#### [Work to be completed]
Select every line containing the word "white" from the material, and copy those lines.
•••
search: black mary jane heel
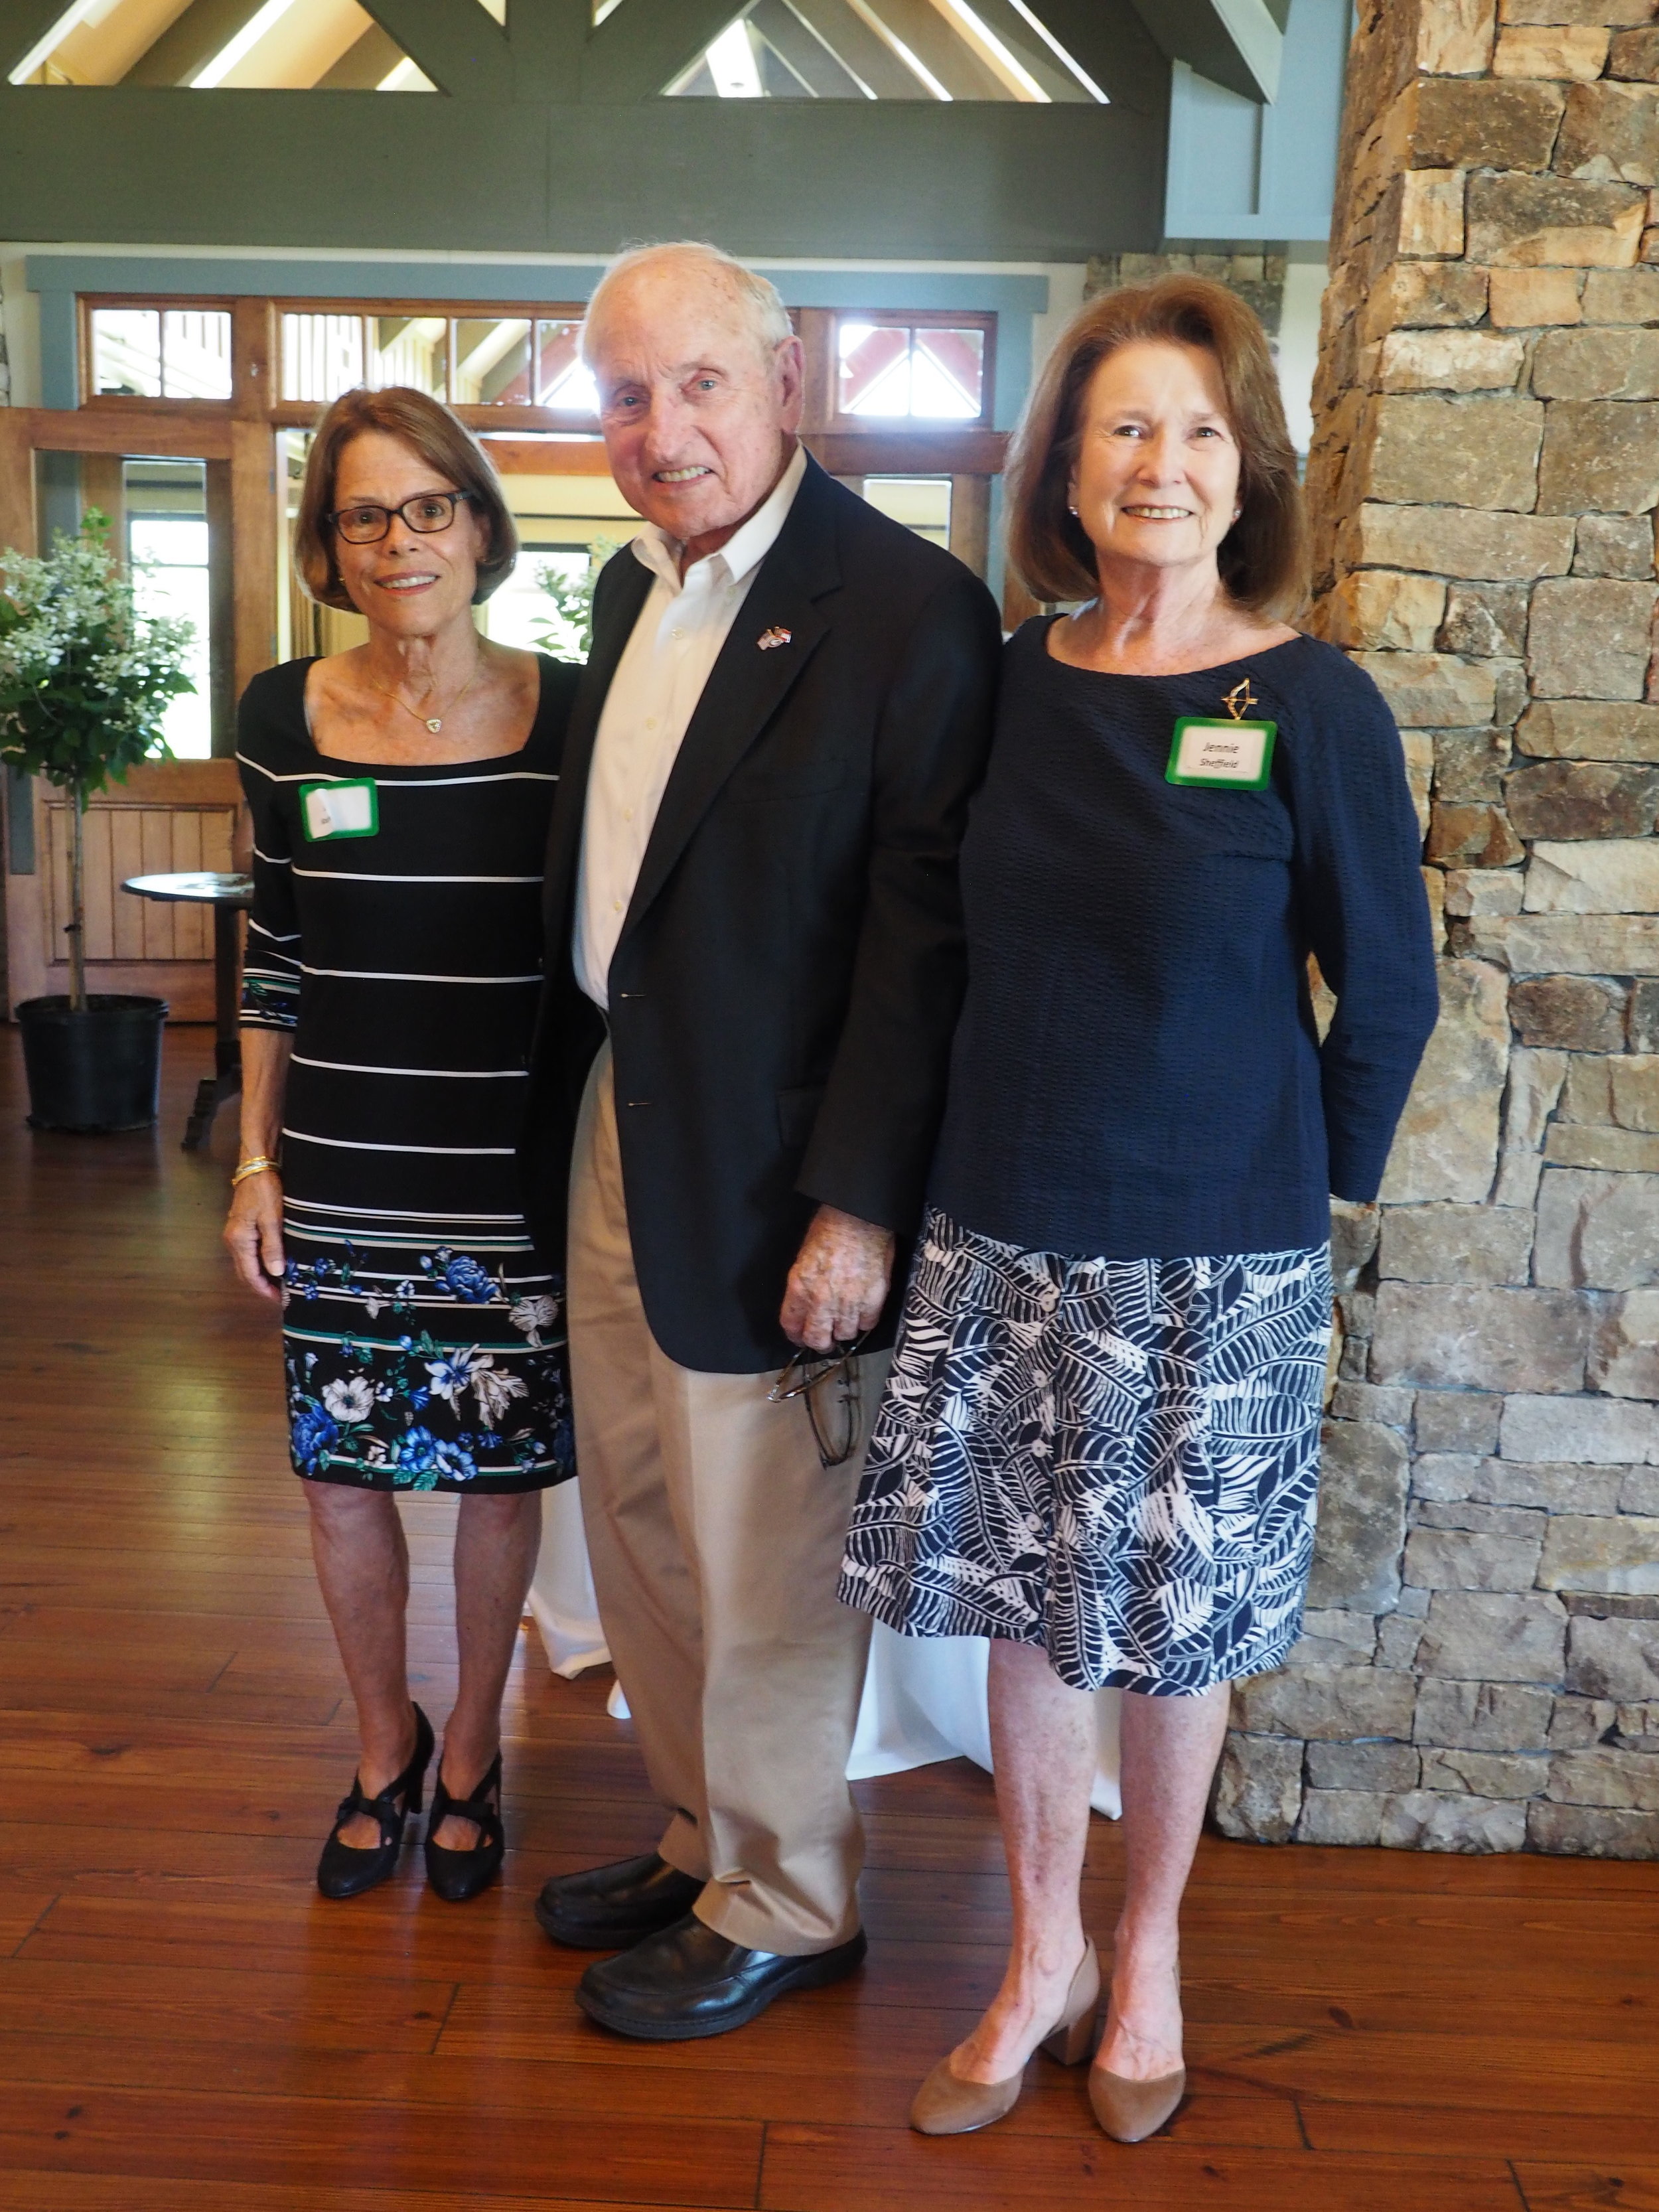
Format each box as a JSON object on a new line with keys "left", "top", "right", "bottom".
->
{"left": 423, "top": 1750, "right": 506, "bottom": 1903}
{"left": 316, "top": 1703, "right": 435, "bottom": 1901}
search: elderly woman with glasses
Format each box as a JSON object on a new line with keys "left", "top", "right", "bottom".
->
{"left": 224, "top": 386, "right": 578, "bottom": 1904}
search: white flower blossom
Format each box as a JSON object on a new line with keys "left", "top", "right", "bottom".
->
{"left": 321, "top": 1375, "right": 375, "bottom": 1424}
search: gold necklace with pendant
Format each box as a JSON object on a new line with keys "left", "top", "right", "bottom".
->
{"left": 371, "top": 658, "right": 480, "bottom": 736}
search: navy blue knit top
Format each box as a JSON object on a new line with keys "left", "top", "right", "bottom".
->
{"left": 928, "top": 619, "right": 1440, "bottom": 1262}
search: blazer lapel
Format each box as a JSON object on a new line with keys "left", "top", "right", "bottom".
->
{"left": 543, "top": 549, "right": 653, "bottom": 936}
{"left": 620, "top": 461, "right": 841, "bottom": 938}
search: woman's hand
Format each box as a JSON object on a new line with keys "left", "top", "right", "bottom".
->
{"left": 224, "top": 1168, "right": 286, "bottom": 1302}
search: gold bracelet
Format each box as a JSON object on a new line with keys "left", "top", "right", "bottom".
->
{"left": 232, "top": 1155, "right": 281, "bottom": 1186}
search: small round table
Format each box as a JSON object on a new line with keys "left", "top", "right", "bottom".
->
{"left": 121, "top": 871, "right": 253, "bottom": 1151}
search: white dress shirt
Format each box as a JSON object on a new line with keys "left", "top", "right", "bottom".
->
{"left": 573, "top": 443, "right": 809, "bottom": 1010}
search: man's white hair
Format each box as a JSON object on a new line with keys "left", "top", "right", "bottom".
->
{"left": 581, "top": 240, "right": 793, "bottom": 364}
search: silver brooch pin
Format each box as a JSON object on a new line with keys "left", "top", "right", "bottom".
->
{"left": 757, "top": 625, "right": 792, "bottom": 651}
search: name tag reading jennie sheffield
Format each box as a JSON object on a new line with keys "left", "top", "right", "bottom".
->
{"left": 1165, "top": 717, "right": 1277, "bottom": 792}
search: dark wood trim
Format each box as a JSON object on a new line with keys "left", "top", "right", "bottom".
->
{"left": 473, "top": 437, "right": 614, "bottom": 477}
{"left": 948, "top": 473, "right": 991, "bottom": 581}
{"left": 17, "top": 406, "right": 234, "bottom": 461}
{"left": 478, "top": 431, "right": 1011, "bottom": 479}
{"left": 267, "top": 402, "right": 601, "bottom": 435}
{"left": 806, "top": 428, "right": 1008, "bottom": 476}
{"left": 86, "top": 759, "right": 243, "bottom": 804}
{"left": 795, "top": 307, "right": 835, "bottom": 436}
{"left": 0, "top": 411, "right": 36, "bottom": 556}
{"left": 232, "top": 296, "right": 275, "bottom": 420}
{"left": 205, "top": 458, "right": 237, "bottom": 757}
{"left": 268, "top": 294, "right": 587, "bottom": 321}
{"left": 229, "top": 420, "right": 277, "bottom": 703}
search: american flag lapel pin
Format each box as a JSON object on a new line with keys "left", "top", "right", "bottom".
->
{"left": 757, "top": 625, "right": 792, "bottom": 650}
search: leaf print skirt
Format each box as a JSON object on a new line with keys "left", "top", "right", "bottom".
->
{"left": 838, "top": 1210, "right": 1333, "bottom": 1695}
{"left": 279, "top": 1198, "right": 575, "bottom": 1494}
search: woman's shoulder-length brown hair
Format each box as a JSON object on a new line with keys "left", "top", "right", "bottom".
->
{"left": 1005, "top": 275, "right": 1308, "bottom": 619}
{"left": 293, "top": 386, "right": 518, "bottom": 613}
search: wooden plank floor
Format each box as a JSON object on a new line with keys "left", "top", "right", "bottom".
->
{"left": 1, "top": 1025, "right": 1654, "bottom": 2211}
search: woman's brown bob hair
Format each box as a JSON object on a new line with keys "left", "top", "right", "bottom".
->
{"left": 293, "top": 386, "right": 518, "bottom": 613}
{"left": 1006, "top": 275, "right": 1307, "bottom": 618}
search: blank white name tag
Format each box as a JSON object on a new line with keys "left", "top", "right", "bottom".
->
{"left": 300, "top": 780, "right": 379, "bottom": 841}
{"left": 1166, "top": 718, "right": 1277, "bottom": 791}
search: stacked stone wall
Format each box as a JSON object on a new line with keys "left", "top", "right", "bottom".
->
{"left": 1084, "top": 248, "right": 1289, "bottom": 344}
{"left": 1216, "top": 0, "right": 1659, "bottom": 1858}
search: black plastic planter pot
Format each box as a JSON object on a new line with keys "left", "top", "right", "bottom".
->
{"left": 17, "top": 994, "right": 169, "bottom": 1133}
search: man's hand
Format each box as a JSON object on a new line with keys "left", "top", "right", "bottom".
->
{"left": 780, "top": 1204, "right": 896, "bottom": 1353}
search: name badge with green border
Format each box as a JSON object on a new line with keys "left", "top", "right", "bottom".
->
{"left": 1166, "top": 717, "right": 1277, "bottom": 791}
{"left": 300, "top": 780, "right": 379, "bottom": 842}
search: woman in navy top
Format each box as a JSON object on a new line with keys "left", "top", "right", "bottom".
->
{"left": 840, "top": 278, "right": 1437, "bottom": 2144}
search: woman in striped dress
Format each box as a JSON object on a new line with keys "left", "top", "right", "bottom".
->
{"left": 224, "top": 388, "right": 578, "bottom": 1903}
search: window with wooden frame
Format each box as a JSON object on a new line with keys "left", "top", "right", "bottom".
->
{"left": 79, "top": 296, "right": 1000, "bottom": 441}
{"left": 830, "top": 310, "right": 995, "bottom": 430}
{"left": 85, "top": 300, "right": 234, "bottom": 404}
{"left": 80, "top": 297, "right": 603, "bottom": 432}
{"left": 65, "top": 290, "right": 1011, "bottom": 605}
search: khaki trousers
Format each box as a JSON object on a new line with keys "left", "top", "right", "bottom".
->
{"left": 567, "top": 1045, "right": 881, "bottom": 1956}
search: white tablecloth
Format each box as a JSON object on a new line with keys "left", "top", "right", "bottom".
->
{"left": 528, "top": 1484, "right": 1122, "bottom": 1818}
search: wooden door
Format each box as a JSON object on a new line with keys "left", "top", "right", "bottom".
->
{"left": 0, "top": 406, "right": 274, "bottom": 1020}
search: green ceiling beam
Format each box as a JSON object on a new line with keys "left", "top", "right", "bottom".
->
{"left": 123, "top": 0, "right": 270, "bottom": 84}
{"left": 747, "top": 0, "right": 866, "bottom": 99}
{"left": 1019, "top": 0, "right": 1167, "bottom": 116}
{"left": 956, "top": 0, "right": 1092, "bottom": 102}
{"left": 502, "top": 0, "right": 589, "bottom": 94}
{"left": 783, "top": 0, "right": 927, "bottom": 98}
{"left": 580, "top": 0, "right": 747, "bottom": 101}
{"left": 856, "top": 0, "right": 1007, "bottom": 100}
{"left": 1123, "top": 0, "right": 1284, "bottom": 102}
{"left": 3, "top": 0, "right": 88, "bottom": 79}
{"left": 354, "top": 0, "right": 516, "bottom": 96}
{"left": 315, "top": 24, "right": 407, "bottom": 90}
{"left": 0, "top": 84, "right": 1163, "bottom": 258}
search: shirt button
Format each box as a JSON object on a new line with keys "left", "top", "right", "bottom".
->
{"left": 613, "top": 899, "right": 622, "bottom": 912}
{"left": 671, "top": 627, "right": 685, "bottom": 641}
{"left": 623, "top": 806, "right": 634, "bottom": 820}
{"left": 645, "top": 717, "right": 657, "bottom": 730}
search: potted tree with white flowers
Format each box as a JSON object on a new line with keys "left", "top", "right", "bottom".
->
{"left": 0, "top": 510, "right": 196, "bottom": 1130}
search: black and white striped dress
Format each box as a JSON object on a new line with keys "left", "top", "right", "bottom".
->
{"left": 237, "top": 655, "right": 578, "bottom": 1494}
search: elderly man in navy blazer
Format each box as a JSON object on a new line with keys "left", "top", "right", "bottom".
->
{"left": 522, "top": 240, "right": 999, "bottom": 2039}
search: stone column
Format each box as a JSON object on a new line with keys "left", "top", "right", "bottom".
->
{"left": 1084, "top": 247, "right": 1289, "bottom": 345}
{"left": 1216, "top": 0, "right": 1659, "bottom": 1860}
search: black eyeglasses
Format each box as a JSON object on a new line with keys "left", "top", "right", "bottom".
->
{"left": 328, "top": 490, "right": 474, "bottom": 545}
{"left": 768, "top": 1331, "right": 870, "bottom": 1468}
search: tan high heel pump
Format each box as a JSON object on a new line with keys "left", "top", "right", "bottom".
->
{"left": 910, "top": 1939, "right": 1100, "bottom": 2137}
{"left": 1088, "top": 1962, "right": 1185, "bottom": 2144}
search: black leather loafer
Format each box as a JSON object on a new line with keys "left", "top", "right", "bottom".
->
{"left": 534, "top": 1851, "right": 703, "bottom": 1949}
{"left": 575, "top": 1912, "right": 867, "bottom": 2041}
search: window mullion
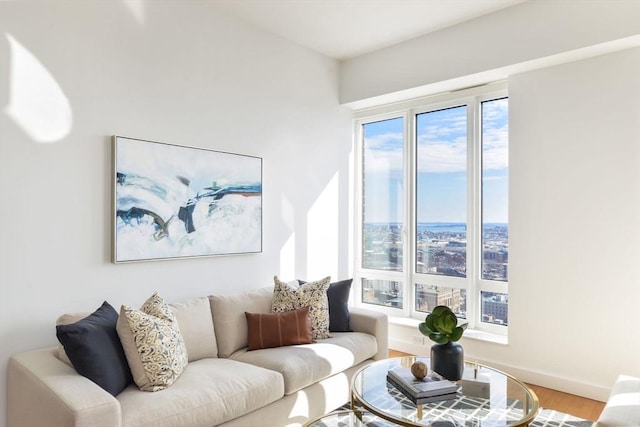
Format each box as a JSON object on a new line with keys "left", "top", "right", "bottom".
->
•••
#### [Solved exercise]
search: white flower blossom
search: white dress shirt
search: man's white hair
search: blank white name tag
search: white tablecloth
search: potted tree with white flowers
search: black and white striped dress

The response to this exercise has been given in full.